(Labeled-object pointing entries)
⟨
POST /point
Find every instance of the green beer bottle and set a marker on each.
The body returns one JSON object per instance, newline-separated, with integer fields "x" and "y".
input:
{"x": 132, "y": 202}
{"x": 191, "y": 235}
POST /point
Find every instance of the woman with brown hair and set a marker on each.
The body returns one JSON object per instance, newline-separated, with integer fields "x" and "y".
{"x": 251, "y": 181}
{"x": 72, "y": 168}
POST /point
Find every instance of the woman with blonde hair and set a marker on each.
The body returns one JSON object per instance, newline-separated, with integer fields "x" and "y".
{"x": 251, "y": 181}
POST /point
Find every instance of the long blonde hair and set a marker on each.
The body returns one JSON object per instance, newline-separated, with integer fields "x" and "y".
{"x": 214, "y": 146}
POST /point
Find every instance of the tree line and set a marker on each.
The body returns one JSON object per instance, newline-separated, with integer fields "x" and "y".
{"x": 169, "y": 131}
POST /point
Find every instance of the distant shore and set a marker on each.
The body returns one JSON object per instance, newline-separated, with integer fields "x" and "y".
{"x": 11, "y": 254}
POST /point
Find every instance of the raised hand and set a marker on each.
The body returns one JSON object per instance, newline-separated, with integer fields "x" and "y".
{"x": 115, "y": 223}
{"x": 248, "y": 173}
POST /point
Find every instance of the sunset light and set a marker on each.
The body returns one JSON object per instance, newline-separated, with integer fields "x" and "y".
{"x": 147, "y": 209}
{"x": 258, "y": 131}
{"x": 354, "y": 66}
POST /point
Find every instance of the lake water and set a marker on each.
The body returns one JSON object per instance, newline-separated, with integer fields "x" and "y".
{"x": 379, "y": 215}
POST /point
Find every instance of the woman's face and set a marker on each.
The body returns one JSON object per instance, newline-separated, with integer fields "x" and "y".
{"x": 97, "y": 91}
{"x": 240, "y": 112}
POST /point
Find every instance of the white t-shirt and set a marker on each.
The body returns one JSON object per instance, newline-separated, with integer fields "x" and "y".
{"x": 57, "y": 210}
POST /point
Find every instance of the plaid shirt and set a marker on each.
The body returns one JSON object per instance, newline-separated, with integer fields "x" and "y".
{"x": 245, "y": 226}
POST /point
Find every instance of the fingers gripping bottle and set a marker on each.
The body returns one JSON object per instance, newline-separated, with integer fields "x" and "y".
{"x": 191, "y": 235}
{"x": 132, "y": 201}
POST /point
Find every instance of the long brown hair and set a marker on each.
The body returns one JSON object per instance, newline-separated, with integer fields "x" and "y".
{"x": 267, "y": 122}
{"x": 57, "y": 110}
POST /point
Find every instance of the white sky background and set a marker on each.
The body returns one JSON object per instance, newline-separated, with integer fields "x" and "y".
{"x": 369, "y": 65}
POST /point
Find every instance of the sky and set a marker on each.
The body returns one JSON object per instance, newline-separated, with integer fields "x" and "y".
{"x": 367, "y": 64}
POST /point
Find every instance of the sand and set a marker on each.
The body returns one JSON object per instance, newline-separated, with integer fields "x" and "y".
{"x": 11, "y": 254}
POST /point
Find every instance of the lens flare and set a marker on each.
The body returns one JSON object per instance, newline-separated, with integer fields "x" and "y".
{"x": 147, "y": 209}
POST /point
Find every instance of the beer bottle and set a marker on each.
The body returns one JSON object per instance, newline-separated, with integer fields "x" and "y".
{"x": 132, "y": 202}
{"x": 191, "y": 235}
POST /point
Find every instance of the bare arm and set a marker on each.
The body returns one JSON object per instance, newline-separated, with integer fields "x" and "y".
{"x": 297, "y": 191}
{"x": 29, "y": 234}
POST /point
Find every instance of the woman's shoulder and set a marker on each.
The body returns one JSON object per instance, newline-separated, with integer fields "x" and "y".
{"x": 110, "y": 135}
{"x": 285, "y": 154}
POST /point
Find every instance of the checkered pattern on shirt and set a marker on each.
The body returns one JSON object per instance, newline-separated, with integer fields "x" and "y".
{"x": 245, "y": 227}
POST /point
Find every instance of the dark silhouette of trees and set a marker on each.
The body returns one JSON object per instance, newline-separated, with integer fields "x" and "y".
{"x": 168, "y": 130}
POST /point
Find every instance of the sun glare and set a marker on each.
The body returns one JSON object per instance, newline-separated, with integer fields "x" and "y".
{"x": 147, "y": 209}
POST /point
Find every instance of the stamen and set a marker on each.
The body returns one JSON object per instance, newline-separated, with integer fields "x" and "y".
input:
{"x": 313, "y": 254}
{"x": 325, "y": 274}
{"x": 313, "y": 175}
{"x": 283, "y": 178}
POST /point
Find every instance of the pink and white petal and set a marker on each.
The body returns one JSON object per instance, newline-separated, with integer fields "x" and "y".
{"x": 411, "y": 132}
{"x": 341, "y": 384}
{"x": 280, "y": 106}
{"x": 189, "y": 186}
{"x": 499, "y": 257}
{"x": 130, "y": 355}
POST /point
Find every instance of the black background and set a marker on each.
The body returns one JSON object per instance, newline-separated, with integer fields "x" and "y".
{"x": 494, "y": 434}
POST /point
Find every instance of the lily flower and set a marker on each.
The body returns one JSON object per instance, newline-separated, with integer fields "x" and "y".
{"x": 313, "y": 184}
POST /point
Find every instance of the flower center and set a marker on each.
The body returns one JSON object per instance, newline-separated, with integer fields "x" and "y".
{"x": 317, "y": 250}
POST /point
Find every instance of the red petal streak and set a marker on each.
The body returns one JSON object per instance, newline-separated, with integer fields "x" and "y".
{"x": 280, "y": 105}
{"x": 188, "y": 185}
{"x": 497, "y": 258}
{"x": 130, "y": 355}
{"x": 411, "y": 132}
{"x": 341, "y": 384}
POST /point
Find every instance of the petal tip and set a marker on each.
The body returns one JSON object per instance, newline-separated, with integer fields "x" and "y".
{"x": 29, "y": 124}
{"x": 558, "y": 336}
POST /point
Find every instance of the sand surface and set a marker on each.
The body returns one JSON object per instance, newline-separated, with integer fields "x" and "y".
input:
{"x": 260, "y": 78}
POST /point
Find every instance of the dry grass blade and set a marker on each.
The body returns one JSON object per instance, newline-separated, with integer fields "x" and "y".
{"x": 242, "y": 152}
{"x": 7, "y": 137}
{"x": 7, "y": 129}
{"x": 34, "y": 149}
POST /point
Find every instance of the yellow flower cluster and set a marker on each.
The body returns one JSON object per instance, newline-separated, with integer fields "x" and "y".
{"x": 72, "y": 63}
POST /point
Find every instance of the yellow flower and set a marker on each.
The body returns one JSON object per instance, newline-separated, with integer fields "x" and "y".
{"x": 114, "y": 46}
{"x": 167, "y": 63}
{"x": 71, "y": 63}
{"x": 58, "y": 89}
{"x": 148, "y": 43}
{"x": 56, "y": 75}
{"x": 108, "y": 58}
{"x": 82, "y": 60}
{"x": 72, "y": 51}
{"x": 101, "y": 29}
⟩
■ **STATED GOAL**: Quote every entry exactly.

■ **SOLUTION TO THIS EXERCISE**:
POST /point
Find every instance of the green beer bottle and set a marker on each.
The body returns one JSON object per instance, newline-separated, with integer fields "x" and "y".
input:
{"x": 132, "y": 202}
{"x": 191, "y": 235}
POST /point
Find every instance of the woman with brown hair and set a marker on each.
The body returns one JSON object per instance, newline-separated, with integer fields "x" and "y".
{"x": 251, "y": 181}
{"x": 72, "y": 168}
POST /point
Find every instance of the woman with blonde hair and set a marker on each.
The body returns one JSON object per instance, newline-separated, with integer fields "x" and "y".
{"x": 251, "y": 181}
POST /point
Find every instance of the long blonde hair and set a marker on each.
The body returns one JSON object per instance, newline-separated, with integer fields "x" and "y".
{"x": 214, "y": 146}
POST /point
Find every instance of the tree line and set a marker on each.
The body returns one JSON object per instance, newline-separated, with integer fields "x" and "y".
{"x": 169, "y": 131}
POST /point
Find every instance of the distant shore and set a marker on each.
The body returns one JSON object per instance, newline-separated, with integer fields "x" and "y".
{"x": 11, "y": 254}
POST /point
Find every instance of the raised hand and set a marker on each.
The body returns one JSON object per instance, newline-separated, with integer fields "x" and "y".
{"x": 115, "y": 223}
{"x": 248, "y": 173}
POST /point
Find every instance of the sunset light and set a marker on each.
The body returns one JSON object per instance, newline-separated, with integer fields "x" and "y".
{"x": 147, "y": 209}
{"x": 258, "y": 131}
{"x": 354, "y": 66}
POST /point
Find every instance of the lake water and set a marker on each.
The body returns one JSON object per instance, newline-separated, with integer fields "x" and "y".
{"x": 379, "y": 215}
POST /point
Find every instance of the woman's face and set a marker on each.
The body returns one JSON object per instance, newline-separated, with integer fields "x" and "y".
{"x": 97, "y": 91}
{"x": 240, "y": 112}
POST /point
Find every instance of the white t-shirt and set a marker on each.
The body returns one JSON object per instance, newline-separated, with integer fields "x" and "y".
{"x": 57, "y": 210}
POST /point
Find every instance of the plaid shirt and set a marker on each.
The body returns one JSON object per instance, newline-separated, with integer fields "x" and "y".
{"x": 245, "y": 226}
POST /point
Find every instance of the fingers gripping bottle and set a marker on each.
The body returns one JSON object per instance, newline-separated, with integer fields "x" and "y".
{"x": 191, "y": 235}
{"x": 132, "y": 201}
POST /point
Find every instance of the long brown hair and set a marker on each.
The body returns one JSON object per instance, newline-separated, with integer fields "x" and "y".
{"x": 267, "y": 122}
{"x": 57, "y": 110}
POST /point
Find every instance of the white sky background and set a marker on each.
The body returns one JSON object per instance, newline-separated, with integer fields "x" and "y".
{"x": 369, "y": 65}
POST /point
Find every instance of the sky and set a marker on each.
The body returns one JSON object per instance, newline-separated, with integer fields "x" and "y".
{"x": 367, "y": 64}
POST /point
Find every instance of the sand and set a marker on each.
The body returns one JSON object per instance, newline-separated, with integer fields "x" and "y".
{"x": 11, "y": 254}
POST /point
Find every instance of the lens flare and set a marker on each.
The body returns one JSON object per instance, newline-separated, with integer fields "x" and "y".
{"x": 147, "y": 209}
POST /point
Find every instance of the beer bottle and set a marker on each.
The body returns one JSON object per instance, newline-separated, with integer fields "x" and "y".
{"x": 132, "y": 202}
{"x": 191, "y": 235}
POST /point
Find every instance of the bare arm and set a marker on each.
The body returns one JSON object per instance, newline-separated, with integer fields "x" and "y".
{"x": 297, "y": 191}
{"x": 29, "y": 234}
POST /point
Find every instance of the woman's shoulder and set a marker on each.
The body returns one JSON object per instance, newline-separated, with integer fields "x" and "y".
{"x": 110, "y": 135}
{"x": 285, "y": 154}
POST /point
Find every instance of the checkered pattern on shirt and set a marker on each.
The body returns one JSON object per instance, newline-separated, with integer fields "x" and "y".
{"x": 245, "y": 227}
POST /point
Find every instance of the dark silhouette of trees and set a marker on each.
The body returns one JSON object per instance, newline-separated, with integer fields "x" and "y".
{"x": 168, "y": 130}
POST /point
Find every instance of the sun glare and set a marker on each.
The body returns one JSON object per instance, newline-separated, with integer fields "x" and "y".
{"x": 147, "y": 209}
POST /point
Find every instance of the stamen and set a marker on each.
The body returns one JSON object per instance, newline-separated, with integer fields "x" and "y".
input:
{"x": 313, "y": 254}
{"x": 325, "y": 274}
{"x": 313, "y": 175}
{"x": 283, "y": 178}
POST /point
Find every instance of the pink and white petal and set a marker on each.
The body returns one JSON object per instance, newline-separated, with integer fields "x" and "y".
{"x": 411, "y": 132}
{"x": 341, "y": 384}
{"x": 280, "y": 106}
{"x": 189, "y": 186}
{"x": 499, "y": 257}
{"x": 130, "y": 355}
POST /point
Find every instance of the black background and set a marker on each.
The body returns one JSON object per instance, newline-separated, with integer fields "x" and "y".
{"x": 494, "y": 434}
POST /point
Find every instance of the lily flower and set a marker on each.
The body returns one JSON object per instance, newline-separated, with integer fields "x" and "y".
{"x": 313, "y": 184}
POST /point
Find every instance of the flower center and set a marker on each.
The body returns one JSON object per instance, newline-separated, with integer fields "x" and "y".
{"x": 317, "y": 250}
POST /point
Find every instance of the red petal streak and set a marker on each.
The body returns one JSON object per instance, newline-separated, with integer fields "x" and "y".
{"x": 280, "y": 105}
{"x": 188, "y": 185}
{"x": 497, "y": 258}
{"x": 130, "y": 355}
{"x": 411, "y": 132}
{"x": 341, "y": 384}
POST /point
Find every instance of the petal tip and set a marker on each.
The body returns one JSON object per instance, newline-separated, with integer fields "x" and "y".
{"x": 29, "y": 124}
{"x": 558, "y": 336}
POST /point
Find every instance of the sand surface and set a marker on each.
The body returns one JSON object per instance, newline-separated, with integer fields "x" and "y".
input:
{"x": 260, "y": 78}
POST /point
Find every instance of the dry grass blade and set a marker on each.
The body returns one JSON object per instance, newline-separated, with integer fields "x" and "y".
{"x": 242, "y": 152}
{"x": 7, "y": 137}
{"x": 7, "y": 129}
{"x": 34, "y": 149}
POST /point
Find every instance of the yellow flower cluster and set a marker on each.
The body returns one JSON object per instance, newline-separated, with integer fields "x" and "y".
{"x": 72, "y": 63}
POST /point
Find every instance of the yellow flower and set a marker on each.
The body returns one JSON object per instance, newline-separated, with integer fields "x" and "y".
{"x": 114, "y": 46}
{"x": 167, "y": 63}
{"x": 71, "y": 63}
{"x": 58, "y": 89}
{"x": 148, "y": 43}
{"x": 56, "y": 75}
{"x": 108, "y": 58}
{"x": 82, "y": 60}
{"x": 72, "y": 51}
{"x": 101, "y": 29}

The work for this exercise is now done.